Because there is no cure for asthma, the goal of asthma therapy is to successfully manage the disease. Good control of asthma includes:
• Normal activity, including the ability to play and participate in sports or other activities
• No coughing or difficulty breathing
• No sleep disruption
• No absences from school or work due to asthma
• No ER visits/hospitalizations
• Rare need for rescue medications
• Normal lung function
With proper management and care, a person with asthma can live a long, healthy life with few symptoms.
The National Heart Lung and Blood Institute (NHLBI) guidelines for the diagnosis and management of asthma have become the gold standard for asthma care in the United States (http://www.nhlbi.nih.gov/health/prof/lung/index.htm). In general, two kinds of medications are used to treat asthma. Controller medicines limit the underlying airway inflammation that contributes to asthma symptoms, and are often taken daily. Inhaled corticosteroids fall into this category and are used to maintain control of persistent asthma. Quick relief, or rescue medication, treats bronchoconstriction by relaxing the smooth muscles that have tightened around the airways. These medicines include short-acting b-agonists, and should be used to treat acute symptoms and to prevent exercise-induced asthma. The use of rescue medications greater than two times per week suggests poor control of the disease.
Education of the asthma patient is essential for proper management of the disease. Patients must be familiar with their medications and the devices used to administer them, recognize the warning signs of an asthma exacerbation, be aware of triggers and how to avoid them, and have knowledge of other topics specific to their health needs that are critical to good asthma management.

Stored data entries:

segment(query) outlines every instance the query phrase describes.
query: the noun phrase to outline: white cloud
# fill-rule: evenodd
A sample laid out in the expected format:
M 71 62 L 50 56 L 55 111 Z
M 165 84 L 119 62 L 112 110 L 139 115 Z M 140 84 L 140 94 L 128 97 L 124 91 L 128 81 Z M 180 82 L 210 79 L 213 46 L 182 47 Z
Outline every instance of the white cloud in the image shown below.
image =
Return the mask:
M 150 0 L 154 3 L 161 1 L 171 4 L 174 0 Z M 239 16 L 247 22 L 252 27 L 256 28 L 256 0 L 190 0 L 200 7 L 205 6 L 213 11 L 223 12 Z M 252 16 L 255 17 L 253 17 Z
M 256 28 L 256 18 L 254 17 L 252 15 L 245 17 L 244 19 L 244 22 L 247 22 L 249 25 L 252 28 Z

TASK: According to the asthma text, what frequency of rescue medication use suggests poor control of the disease?

RESPONSE AREA: Use of rescue medications more than two times per week suggests poor control of the disease.